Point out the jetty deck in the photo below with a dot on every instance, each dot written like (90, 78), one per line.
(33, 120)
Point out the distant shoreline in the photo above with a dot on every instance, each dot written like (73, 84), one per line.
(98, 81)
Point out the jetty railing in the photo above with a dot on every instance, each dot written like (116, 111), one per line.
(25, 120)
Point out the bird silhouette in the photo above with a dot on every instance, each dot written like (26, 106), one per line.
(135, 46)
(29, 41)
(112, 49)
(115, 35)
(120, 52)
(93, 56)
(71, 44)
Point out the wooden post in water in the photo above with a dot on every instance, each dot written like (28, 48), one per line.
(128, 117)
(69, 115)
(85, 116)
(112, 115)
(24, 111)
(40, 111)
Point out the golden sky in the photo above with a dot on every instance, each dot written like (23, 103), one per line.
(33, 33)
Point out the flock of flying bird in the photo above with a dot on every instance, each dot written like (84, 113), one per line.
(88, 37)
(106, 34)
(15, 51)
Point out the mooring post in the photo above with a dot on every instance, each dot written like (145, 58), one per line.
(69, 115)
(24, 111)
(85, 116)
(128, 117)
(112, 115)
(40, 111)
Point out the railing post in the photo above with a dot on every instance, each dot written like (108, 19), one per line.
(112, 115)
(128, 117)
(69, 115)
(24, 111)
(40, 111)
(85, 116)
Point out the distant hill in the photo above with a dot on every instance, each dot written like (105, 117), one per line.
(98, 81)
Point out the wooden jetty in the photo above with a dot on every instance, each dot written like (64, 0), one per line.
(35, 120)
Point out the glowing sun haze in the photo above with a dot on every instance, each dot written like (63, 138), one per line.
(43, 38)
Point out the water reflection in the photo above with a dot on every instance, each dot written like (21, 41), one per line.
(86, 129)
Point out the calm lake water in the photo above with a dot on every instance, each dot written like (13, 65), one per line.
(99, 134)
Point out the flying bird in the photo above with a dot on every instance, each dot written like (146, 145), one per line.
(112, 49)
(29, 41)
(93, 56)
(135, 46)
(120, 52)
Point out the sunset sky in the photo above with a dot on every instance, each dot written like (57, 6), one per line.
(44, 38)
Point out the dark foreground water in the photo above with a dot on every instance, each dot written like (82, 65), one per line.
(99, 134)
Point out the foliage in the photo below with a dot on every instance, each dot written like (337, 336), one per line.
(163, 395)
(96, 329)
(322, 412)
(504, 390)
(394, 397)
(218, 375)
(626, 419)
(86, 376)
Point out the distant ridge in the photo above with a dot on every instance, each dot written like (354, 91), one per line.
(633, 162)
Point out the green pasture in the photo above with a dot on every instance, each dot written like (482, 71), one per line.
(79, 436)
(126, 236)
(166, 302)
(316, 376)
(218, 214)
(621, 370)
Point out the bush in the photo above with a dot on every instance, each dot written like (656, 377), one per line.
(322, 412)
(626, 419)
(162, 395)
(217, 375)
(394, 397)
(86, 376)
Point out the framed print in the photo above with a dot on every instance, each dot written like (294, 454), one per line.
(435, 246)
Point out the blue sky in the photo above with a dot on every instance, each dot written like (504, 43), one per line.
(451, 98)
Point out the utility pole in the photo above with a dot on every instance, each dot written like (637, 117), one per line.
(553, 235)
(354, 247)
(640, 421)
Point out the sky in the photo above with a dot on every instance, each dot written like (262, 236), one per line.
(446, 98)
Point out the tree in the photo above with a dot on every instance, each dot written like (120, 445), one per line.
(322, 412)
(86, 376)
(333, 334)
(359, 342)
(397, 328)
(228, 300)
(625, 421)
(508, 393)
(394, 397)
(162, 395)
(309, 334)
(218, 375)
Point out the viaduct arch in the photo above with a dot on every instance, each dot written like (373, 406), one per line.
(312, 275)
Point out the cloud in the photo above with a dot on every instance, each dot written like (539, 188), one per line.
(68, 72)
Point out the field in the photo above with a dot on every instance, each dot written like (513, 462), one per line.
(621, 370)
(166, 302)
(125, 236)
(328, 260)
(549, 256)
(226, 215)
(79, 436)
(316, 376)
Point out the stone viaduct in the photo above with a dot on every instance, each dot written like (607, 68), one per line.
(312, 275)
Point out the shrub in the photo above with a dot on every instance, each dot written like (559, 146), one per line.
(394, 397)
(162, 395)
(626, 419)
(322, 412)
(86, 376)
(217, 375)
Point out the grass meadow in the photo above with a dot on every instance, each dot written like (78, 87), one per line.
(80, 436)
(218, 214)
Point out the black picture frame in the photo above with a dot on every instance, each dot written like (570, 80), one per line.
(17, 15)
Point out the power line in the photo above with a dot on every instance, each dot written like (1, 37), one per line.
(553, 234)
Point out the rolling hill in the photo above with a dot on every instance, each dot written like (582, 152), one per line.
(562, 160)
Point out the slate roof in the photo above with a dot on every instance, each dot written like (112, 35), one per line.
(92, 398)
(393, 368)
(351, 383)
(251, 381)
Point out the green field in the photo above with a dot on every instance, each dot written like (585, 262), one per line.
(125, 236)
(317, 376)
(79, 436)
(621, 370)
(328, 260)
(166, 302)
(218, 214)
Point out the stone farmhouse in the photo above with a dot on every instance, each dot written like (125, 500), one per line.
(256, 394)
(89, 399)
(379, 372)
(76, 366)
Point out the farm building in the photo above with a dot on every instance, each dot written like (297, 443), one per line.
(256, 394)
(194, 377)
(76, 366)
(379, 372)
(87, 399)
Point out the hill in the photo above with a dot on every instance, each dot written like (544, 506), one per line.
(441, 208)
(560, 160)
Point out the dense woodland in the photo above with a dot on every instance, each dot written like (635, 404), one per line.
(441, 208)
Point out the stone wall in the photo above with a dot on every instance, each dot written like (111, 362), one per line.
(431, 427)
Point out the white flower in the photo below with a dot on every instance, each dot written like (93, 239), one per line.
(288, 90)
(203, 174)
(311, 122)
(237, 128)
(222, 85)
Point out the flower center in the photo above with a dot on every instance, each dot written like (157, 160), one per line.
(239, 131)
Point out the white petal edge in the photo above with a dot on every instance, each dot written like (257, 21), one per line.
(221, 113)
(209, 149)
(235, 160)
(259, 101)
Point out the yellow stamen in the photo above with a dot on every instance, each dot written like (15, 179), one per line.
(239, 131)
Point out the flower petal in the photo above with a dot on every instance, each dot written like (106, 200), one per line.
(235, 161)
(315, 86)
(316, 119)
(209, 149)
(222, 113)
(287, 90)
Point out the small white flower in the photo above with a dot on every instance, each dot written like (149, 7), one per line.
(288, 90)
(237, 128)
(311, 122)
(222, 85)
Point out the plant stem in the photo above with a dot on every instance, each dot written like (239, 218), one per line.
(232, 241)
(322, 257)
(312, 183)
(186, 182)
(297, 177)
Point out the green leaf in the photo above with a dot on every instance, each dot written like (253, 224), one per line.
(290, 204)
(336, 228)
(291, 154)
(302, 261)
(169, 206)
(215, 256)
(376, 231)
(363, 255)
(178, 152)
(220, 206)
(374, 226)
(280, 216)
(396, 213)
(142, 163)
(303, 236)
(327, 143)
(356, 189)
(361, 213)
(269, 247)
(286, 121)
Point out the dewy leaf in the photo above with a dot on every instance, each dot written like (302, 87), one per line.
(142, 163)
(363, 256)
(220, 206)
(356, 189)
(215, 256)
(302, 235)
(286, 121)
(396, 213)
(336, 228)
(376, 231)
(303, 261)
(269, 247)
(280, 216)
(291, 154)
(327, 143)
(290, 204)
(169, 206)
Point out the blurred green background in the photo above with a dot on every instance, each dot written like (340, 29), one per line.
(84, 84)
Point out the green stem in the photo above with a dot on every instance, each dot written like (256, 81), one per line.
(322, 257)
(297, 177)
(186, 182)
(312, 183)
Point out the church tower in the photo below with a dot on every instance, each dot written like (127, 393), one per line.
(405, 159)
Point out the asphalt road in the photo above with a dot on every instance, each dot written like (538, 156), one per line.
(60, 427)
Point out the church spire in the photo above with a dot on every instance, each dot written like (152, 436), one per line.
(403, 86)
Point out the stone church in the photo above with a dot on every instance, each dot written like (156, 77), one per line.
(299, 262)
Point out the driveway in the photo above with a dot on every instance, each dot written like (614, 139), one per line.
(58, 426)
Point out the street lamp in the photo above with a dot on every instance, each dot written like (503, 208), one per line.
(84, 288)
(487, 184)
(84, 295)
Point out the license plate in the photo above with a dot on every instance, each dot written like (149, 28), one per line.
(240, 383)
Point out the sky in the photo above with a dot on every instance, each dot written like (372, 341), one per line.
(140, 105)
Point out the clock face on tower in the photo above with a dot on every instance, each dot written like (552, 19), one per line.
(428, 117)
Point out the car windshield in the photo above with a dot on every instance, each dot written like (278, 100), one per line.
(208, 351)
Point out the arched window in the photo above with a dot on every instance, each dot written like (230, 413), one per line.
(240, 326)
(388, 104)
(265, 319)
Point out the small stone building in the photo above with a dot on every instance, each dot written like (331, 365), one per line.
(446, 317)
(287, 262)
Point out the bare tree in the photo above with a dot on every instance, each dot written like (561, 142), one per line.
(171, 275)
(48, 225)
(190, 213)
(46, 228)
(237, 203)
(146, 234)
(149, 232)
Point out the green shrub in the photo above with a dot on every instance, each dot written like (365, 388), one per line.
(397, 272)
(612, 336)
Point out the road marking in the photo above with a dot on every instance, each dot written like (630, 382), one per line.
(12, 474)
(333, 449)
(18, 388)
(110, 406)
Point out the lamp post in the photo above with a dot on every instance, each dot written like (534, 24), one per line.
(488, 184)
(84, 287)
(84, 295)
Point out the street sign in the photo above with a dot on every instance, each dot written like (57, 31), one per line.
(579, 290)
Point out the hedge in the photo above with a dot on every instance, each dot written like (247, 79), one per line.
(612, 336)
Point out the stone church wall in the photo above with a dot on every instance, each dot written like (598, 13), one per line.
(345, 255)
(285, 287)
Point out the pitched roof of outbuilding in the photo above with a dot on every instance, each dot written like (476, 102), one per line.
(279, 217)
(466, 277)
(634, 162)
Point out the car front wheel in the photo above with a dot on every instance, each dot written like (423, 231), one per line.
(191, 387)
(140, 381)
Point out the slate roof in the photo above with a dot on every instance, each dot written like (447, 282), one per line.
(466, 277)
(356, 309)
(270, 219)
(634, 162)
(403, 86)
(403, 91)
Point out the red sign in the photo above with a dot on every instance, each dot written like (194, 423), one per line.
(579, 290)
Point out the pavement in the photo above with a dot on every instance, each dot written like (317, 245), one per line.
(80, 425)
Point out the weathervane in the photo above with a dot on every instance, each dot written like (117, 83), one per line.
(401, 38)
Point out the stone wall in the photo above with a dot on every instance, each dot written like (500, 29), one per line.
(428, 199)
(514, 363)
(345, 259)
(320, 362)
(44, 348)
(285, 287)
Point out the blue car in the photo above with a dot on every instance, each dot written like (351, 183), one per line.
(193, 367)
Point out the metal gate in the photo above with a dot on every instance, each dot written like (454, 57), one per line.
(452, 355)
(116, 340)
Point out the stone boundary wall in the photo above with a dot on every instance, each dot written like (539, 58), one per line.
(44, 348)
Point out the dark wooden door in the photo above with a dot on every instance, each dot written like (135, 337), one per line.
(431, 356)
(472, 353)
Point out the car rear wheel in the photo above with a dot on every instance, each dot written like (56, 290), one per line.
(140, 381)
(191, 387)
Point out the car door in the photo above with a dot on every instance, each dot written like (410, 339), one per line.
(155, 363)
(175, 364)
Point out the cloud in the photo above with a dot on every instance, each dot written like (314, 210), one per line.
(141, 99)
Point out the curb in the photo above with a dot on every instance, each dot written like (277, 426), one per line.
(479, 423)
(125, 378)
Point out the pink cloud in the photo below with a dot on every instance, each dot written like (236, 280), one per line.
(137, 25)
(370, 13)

WHAT IS NEEDED.
Output the line that contains "Point out the pitched", followed by every later line in the listing, with no line omitted and none added.

OUTPUT FOR THIS TASK.
Point out the pitched roof of outbuilding in the photo above with a dot on every instance, each dot written like (476, 102), one per line.
(279, 217)
(466, 277)
(634, 162)
Point out the car front wheel in the photo above with a dot on every instance, each dot written like (423, 231), one per line.
(191, 387)
(140, 381)
Point out the slate roof in the photo above with a dot on every instance, each dot written like (447, 282), one per line.
(466, 277)
(356, 309)
(270, 219)
(634, 162)
(403, 86)
(403, 91)
Point out the red sign in the photo above with a dot on every instance, each dot written like (194, 423), one per line.
(579, 290)
Point out the pavement in the photo above with a dot on every instance, each dot written like (317, 245), one per line.
(80, 425)
Point out the weathervane in the photo above with a dot on every instance, each dot written like (117, 83), one per line.
(401, 38)
Point out the stone wall in the photo above with a dot on every instance, each dot written like (500, 29), one per line.
(428, 199)
(514, 363)
(345, 259)
(320, 362)
(44, 348)
(285, 287)
Point out the blue car in the photo above with a dot on every instance, each dot written like (351, 183), one per line.
(193, 367)
Point out the metal gate in the photo above with a dot on every instance, each dot written like (454, 57), one per line.
(452, 355)
(116, 340)
Point out the stone boundary wall in the photo above with a dot on every instance, each dot written like (539, 58), one per line.
(44, 348)
Point out the dark wooden door in the photo above with a dot on every instance, each dot written like (135, 337), one per line.
(431, 356)
(472, 353)
Point out the car rear wheel in the photo above with a dot on every instance, each dot written like (56, 290), one per line.
(140, 381)
(191, 387)
Point out the car door in the photo above with a dot on every instance, each dot written like (410, 339), one per line.
(155, 363)
(175, 364)
Point out the cloud in the photo above with a dot on every instance, each dot written like (314, 210), one per line.
(141, 99)
Point out the curb in the photo above with a dot on every instance, each dot written like (277, 426), one per line.
(479, 423)
(125, 378)
Point out the pink cloud in the photo below with a dot on every instance, each dot written like (236, 280), one per line.
(137, 25)
(370, 13)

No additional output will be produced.